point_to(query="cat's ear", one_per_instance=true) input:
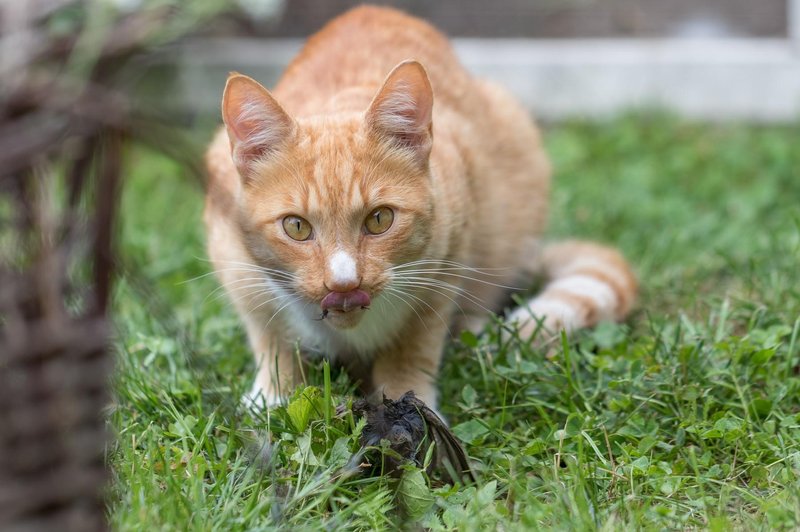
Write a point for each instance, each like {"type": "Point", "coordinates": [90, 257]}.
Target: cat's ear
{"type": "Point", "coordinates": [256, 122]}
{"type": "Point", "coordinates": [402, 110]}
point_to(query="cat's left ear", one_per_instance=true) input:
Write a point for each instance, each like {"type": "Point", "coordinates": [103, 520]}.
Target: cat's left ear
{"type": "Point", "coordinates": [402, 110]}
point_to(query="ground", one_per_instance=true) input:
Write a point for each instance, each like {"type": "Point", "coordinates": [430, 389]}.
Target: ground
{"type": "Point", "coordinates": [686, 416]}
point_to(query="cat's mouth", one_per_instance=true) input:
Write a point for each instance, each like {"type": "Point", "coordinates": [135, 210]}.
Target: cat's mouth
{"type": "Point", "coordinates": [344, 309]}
= = =
DIRECTIVE
Repeat the records above exactly, leaving out any pictures they contain.

FINISHED ANSWER
point_to(query="cat's ear", one_per_instance=true) input:
Write a point for each instance, each like {"type": "Point", "coordinates": [90, 257]}.
Target: cat's ear
{"type": "Point", "coordinates": [256, 122]}
{"type": "Point", "coordinates": [402, 110]}
point_to(query="cat's left ear", one_per_instance=true) input:
Write a point for each instance, each like {"type": "Point", "coordinates": [103, 520]}.
Target: cat's left ear
{"type": "Point", "coordinates": [402, 110]}
point_to(query="ground", one_per_instance=true) input:
Write a point for each instance, each like {"type": "Point", "coordinates": [430, 389]}.
Target: ground
{"type": "Point", "coordinates": [686, 416]}
point_to(query="cat's mouth", one_per_instance=true) input:
Write a point for each instance, each like {"type": "Point", "coordinates": [135, 210]}.
Target: cat's mouth
{"type": "Point", "coordinates": [344, 309]}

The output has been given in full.